YOUR TASK ->
Convert every line of the listing below into a Markdown table with the columns "Row" and "Line text," numbering each line in order. Skip blank lines and leave the pictures out.

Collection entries

........

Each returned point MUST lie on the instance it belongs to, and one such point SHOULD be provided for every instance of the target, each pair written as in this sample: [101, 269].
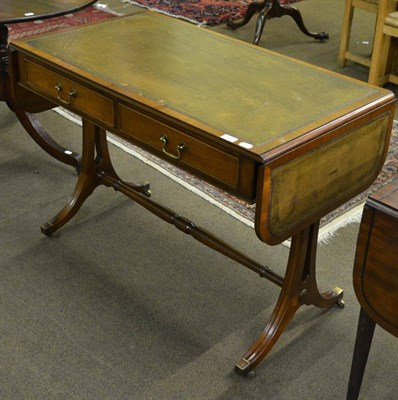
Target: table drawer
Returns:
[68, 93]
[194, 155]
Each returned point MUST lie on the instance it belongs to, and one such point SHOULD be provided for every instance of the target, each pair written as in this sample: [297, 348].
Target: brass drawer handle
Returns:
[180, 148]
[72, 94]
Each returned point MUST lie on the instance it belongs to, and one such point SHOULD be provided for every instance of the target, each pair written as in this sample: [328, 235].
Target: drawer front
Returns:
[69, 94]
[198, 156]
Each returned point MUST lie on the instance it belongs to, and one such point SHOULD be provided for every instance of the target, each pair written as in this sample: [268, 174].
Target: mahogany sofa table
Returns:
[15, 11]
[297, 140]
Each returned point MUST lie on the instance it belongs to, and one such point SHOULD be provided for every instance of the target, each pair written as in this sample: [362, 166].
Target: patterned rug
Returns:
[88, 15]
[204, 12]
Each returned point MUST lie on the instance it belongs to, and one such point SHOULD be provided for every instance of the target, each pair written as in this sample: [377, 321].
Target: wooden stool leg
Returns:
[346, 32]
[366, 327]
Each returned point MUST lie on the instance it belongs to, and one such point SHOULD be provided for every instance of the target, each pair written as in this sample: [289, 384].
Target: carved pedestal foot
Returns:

........

FULL SOLUTION ->
| Row | Line text |
|---|---|
| 1 | Each returned point MUST lie on the instance it belongs to, and one such point SHOULD be provided for every instance of the target, each pair written as in this sample: [101, 269]. |
| 2 | Target: table drawer |
| 3 | Returns: |
| 4 | [68, 93] |
| 5 | [194, 155] |
| 6 | Each returned point MUST lie on the instance it belongs to, and one such point SHOULD be provided for every instance of the target, each pair written as in this sample: [297, 348]. |
| 7 | Target: brass drawer handle |
| 8 | Returns: |
| 9 | [180, 148] |
| 10 | [72, 94] |
| 11 | Each returned point MUST lie on the instance it belongs to, and one such point SHOULD be provided for every instance of the target, each pair written as in this sample: [328, 235]. |
| 12 | Target: drawer front |
| 13 | Returns: |
| 14 | [69, 94] |
| 15 | [198, 156] |
| 16 | Each returned point MUST lie on the instance it belongs to, and one such point SHOULD be provided for every instance of the target, each pair written as in this sample: [268, 174]. |
| 17 | Target: mahogany sofa table |
| 18 | Returns: |
| 19 | [15, 11] |
| 20 | [297, 140] |
| 21 | Each returned point MUST lie on the instance it belongs to, and one such point SHOULD be provided for every instance of the target, each pair written as in this sample: [362, 166]. |
| 22 | Target: patterned rug |
| 23 | Returns: |
| 24 | [88, 15] |
| 25 | [204, 12] |
| 26 | Each returned point MUST lie on the instance it belongs to, and one such point SHOULD be provided for every instance of the target, each pair written as in this sample: [377, 321]. |
| 27 | Target: wooden stool leg |
| 28 | Returns: |
| 29 | [346, 32] |
| 30 | [366, 327] |
| 31 | Each returned point MUST lie on the instance it belongs to, and one such point SHOULD be provided for every instance of the target, each pair written as in this sample: [289, 384]. |
| 32 | Target: carved pedestal foot |
| 33 | Returns: |